___ Reading passage

Each of vault's parse functions can be passed an Option<Config>, which controls the behaviour of the replay parser during parsing. If None is passed, the default configuration shown below is used. See documentation for a more detailed look at what each configuration setting does.

text strict = false // If true, only .rec files will be parsed commands = true // If true, commands will be parsed; if false, commands will be skipped command_bytes = false // If true, the byte sequence of all commands will be stored for debugging clean_file = true // If true, the replay byte stream will be emptied after parsing for cleaner JSON

Features

vault's core library is only able to parse single replay files. However, it includes reference implementations for multithreaded parsing of .zip archives as well as directories. These can be used in lieu of a custom implementation by enabling the appropriate feature flags.

In order to build with features enabled, run

bash $ cargo build --release --features="feature1 feature2"

Available features include:

parse-archive

Enables .zip archive parsing. This feature adds the parse_archive function which takes a .zip archive and parses every .rec file it finds inside.

______
___ Data records

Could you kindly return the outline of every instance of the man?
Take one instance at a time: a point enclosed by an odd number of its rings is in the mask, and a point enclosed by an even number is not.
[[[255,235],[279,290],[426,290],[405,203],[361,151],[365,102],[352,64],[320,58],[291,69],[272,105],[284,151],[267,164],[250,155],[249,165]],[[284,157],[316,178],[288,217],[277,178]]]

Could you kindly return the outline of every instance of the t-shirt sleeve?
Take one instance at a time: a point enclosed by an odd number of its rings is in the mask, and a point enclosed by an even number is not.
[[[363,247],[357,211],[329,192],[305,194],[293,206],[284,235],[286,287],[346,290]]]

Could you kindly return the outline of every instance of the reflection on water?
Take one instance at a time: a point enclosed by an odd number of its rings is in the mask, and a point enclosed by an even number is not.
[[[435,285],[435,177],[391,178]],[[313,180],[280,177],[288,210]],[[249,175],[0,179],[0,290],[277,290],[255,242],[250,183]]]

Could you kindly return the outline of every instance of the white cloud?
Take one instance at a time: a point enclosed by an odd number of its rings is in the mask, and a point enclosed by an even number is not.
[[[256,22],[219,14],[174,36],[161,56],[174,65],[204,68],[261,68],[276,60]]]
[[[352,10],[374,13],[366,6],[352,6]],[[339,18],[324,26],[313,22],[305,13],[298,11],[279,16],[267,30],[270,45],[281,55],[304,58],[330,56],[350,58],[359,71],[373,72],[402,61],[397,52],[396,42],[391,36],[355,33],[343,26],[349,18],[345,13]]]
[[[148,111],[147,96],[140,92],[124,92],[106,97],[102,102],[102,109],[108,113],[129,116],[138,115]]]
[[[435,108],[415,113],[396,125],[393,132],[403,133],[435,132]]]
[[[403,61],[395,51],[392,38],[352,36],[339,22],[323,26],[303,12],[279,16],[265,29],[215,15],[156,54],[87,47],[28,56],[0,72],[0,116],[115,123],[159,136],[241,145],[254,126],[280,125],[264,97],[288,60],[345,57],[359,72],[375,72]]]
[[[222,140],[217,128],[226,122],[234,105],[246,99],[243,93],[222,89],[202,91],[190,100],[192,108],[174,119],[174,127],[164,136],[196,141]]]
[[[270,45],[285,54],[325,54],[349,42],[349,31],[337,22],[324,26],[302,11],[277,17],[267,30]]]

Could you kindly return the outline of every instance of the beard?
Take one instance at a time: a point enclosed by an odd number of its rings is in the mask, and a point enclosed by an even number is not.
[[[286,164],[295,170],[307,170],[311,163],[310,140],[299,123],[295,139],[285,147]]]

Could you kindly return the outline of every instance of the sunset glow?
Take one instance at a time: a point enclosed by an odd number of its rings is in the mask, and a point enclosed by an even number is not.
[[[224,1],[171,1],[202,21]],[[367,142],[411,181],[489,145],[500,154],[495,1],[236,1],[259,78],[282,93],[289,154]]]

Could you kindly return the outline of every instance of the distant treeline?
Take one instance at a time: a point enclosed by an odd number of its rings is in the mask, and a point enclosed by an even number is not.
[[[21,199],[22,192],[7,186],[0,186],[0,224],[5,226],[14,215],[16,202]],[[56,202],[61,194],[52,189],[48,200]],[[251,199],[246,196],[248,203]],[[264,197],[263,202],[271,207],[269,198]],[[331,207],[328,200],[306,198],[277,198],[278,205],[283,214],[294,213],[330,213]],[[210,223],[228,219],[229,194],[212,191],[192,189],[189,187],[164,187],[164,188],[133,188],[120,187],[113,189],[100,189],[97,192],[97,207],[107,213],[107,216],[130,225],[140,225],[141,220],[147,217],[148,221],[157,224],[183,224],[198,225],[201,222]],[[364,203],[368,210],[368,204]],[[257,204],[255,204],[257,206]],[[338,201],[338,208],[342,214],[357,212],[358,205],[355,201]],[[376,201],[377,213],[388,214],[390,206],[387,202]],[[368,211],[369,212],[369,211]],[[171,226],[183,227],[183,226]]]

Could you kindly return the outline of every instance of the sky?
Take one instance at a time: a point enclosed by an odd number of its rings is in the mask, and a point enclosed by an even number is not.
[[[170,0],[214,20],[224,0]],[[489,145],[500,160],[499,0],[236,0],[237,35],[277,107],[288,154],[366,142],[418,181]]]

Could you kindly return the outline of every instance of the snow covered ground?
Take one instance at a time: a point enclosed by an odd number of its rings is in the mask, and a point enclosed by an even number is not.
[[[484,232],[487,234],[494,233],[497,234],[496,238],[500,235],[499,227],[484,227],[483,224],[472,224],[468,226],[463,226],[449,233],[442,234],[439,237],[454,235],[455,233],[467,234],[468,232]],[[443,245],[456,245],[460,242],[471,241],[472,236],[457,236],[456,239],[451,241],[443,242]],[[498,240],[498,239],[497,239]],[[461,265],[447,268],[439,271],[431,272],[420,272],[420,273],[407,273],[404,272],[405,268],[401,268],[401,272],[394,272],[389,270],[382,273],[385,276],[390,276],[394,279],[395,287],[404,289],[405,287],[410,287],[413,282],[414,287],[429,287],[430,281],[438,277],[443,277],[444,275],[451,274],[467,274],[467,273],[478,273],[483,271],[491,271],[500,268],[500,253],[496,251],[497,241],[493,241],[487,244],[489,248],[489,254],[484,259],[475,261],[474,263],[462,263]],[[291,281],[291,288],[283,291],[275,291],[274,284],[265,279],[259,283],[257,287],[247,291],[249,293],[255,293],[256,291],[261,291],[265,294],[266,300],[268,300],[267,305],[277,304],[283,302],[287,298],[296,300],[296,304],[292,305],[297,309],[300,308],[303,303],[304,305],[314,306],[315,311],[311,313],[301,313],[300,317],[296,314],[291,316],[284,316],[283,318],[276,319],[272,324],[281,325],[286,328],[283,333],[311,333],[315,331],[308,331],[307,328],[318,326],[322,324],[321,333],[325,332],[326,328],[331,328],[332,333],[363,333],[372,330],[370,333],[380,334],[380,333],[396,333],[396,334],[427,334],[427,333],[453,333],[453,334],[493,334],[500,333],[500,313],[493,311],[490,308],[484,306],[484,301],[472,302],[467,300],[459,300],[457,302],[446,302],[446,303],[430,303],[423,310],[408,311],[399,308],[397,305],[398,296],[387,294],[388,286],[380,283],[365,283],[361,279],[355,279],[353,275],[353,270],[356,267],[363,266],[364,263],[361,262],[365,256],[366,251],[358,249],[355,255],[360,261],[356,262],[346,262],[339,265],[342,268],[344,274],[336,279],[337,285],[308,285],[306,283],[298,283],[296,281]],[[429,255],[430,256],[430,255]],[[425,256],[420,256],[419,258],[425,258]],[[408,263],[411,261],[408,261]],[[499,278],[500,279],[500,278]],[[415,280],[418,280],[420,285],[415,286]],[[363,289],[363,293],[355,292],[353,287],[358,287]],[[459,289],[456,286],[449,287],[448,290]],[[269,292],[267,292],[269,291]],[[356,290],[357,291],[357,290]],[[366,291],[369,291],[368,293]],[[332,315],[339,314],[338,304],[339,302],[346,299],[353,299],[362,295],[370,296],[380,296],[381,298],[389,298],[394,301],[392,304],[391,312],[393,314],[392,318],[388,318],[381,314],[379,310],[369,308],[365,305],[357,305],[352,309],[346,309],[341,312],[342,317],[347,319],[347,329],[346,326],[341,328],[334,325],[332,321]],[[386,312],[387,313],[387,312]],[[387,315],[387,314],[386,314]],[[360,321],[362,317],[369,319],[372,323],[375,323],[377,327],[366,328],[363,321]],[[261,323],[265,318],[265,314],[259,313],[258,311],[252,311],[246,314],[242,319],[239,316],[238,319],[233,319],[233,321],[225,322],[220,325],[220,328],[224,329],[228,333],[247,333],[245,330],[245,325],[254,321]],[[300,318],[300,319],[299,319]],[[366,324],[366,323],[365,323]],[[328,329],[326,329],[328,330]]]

______

• Stated goal A
Please rewrite everything in the records from the line containing "the white cloud?" down to the line containing "[[[435,108],[415,113],[396,125],[393,132],[403,133],[435,132]]]", requests included, scaling each coordinate in the answers by 0.35 and rounding to whole numbers with halves rounded up. Return only those lines.
• Stated goal B
Extend the documentation on the vault replay parser, starting right after its last sentence.
The text and the records have no connection to each other.

• Final result A
Could you kindly return the outline of every instance of the white cloud?
Take one instance at a time: a point enclosed by an odd number of its rings is in the mask, and a point enclosed by an even number is not.
[[[90,8],[77,5],[61,13],[56,20],[61,23],[71,24],[91,24],[97,21]]]
[[[123,4],[131,5],[128,2],[123,2]],[[119,6],[113,9],[110,8],[107,5],[104,4],[98,6],[93,11],[95,16],[98,19],[106,20],[116,20],[123,20],[126,25],[131,25],[141,21],[139,18],[139,15],[137,13],[124,12],[120,9],[122,6],[121,5]]]
[[[52,39],[51,34],[49,32],[43,32],[37,34],[36,36],[36,38],[38,40],[45,41],[48,40]]]
[[[152,38],[145,40],[139,44],[138,46],[141,47],[152,46]]]

• Final result B
parse-all

Enables the parse-archive feature and extends it by adding parse_directory and parse_any functions. parse_directory takes a directory path and parses all .rec and .zip files at the first level of that path. parse_any takes a path to any file or directory and parses it based on the file extension.

dev

Enables clippy linting on build. Useful only for development, and requires a nightly Rust compiler.

ffi

Enables FFI functionality. See below for details.

FFI

vault can be called into from foreign code as easily as a C library. This can be used to parse replays with vault from a higher-level language such as Python or Javascript.

First, build vault from source with the ffi feature enabled. You're going to need the latest version of stable Rust.

bash $ git clone https://github.com/ryantaylor/vault.git && cd vault $ cargo build --release --features=ffi

The library you want to be using is libvault.so, which you can find at vault/target/release. This library exposes two external functions for use over FFI:

rust pub extern fn parse_to_cstring(path: *const c_char) -> *mut c_char { // ... }

This function takes a string path to a replay, archive, or directory and parses the replay file(s) it finds. It then serializes the result and passes it back to the caller as a JSON string.

rust pub extern fn free_cstring(ptr: *mut c_char) { // ... }

This function takes the pointer passed back from parse_to_cstring and deallocates its memory. Every call to parse_to_cstring must have a matching call to free_cstring in order to prevent memory leaks. free_cstring is the only way to safely deallocate the pointer returned by parse_to_cstring.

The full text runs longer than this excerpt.